Alzheimer’s, Parkinson's and other Neurodegenerative diseases are on the rise within cultures around the globe that have adopted the North American lifestyle and diet. One of the scariest things we face as we age is losing our ability to function and reason on a coherent level. Celebrities like Michael J. Fox are bringing Parkinson's disease to the limelight and scientists are hopeful that a cure will be available within the next few decades. I’ve lost two Aunts to Alzheimer’s and the prescription drugs are failing to inhibit progression, so the only thing we can do is to make sure we're getting proper cellular nutrition.

◆ **Dataset records**

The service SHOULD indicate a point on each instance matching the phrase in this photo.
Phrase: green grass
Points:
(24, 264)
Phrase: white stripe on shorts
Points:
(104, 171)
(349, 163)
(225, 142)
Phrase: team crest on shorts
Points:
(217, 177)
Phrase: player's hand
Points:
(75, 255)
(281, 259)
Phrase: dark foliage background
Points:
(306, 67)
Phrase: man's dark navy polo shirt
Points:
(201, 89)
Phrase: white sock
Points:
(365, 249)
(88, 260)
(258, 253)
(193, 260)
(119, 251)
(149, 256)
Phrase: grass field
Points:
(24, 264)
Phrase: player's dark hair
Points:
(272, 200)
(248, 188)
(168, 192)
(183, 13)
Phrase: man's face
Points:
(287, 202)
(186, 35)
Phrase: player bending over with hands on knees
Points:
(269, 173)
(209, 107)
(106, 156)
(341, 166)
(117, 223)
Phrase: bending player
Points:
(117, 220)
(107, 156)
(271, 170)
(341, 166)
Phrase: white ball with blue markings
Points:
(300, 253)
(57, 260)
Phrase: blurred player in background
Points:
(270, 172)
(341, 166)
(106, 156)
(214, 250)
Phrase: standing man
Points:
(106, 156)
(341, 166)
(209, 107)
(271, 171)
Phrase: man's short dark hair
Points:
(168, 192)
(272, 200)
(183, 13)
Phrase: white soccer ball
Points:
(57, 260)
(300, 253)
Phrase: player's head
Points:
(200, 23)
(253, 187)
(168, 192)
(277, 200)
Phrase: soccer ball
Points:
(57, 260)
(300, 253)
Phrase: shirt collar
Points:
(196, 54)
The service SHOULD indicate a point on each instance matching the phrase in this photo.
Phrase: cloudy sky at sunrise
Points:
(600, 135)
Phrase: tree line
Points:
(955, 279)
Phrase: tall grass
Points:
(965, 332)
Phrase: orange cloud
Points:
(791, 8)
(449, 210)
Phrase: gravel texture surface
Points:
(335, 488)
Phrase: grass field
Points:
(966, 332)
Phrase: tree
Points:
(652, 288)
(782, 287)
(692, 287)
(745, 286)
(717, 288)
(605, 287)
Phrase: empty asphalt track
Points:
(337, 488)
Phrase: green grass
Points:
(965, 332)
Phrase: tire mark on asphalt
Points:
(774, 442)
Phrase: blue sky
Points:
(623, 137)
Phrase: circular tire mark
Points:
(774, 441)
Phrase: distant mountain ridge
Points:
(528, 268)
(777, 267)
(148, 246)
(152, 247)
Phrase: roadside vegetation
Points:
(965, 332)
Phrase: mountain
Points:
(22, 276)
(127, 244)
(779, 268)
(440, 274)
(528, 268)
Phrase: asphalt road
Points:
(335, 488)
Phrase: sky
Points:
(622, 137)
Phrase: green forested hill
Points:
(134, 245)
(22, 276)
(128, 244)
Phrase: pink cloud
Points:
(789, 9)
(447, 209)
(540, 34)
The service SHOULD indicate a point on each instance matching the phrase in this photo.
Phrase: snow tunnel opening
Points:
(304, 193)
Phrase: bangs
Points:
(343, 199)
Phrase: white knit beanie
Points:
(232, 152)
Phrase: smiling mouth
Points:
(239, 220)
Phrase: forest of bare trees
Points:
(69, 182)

◆ **Goal of the exercise**
From the passage on neurodegenerative diseases, return the wording starting with "Alzheimer’s, Parkinson's and" and going on through "proper cellular nutrition.". The rows have nothing to do with the passage on neurodegenerative diseases.

◆ **Finished task**
Alzheimer’s, Parkinson's and other Neurodegenerative diseases are on the rise within cultures around the globe that have adopted the North American lifestyle and diet. One of the scariest things we face as we age is losing our ability to function and reason on a coherent level. Celebrities like Michael J. Fox are bringing Parkinson's disease to the limelight and scientists are hopeful that a cure will be available within the next few decades. I’ve lost two Aunts to Alzheimer’s and the prescription drugs are failing to inhibit progression, so the only thing we can do is to make sure we're getting proper cellular nutrition.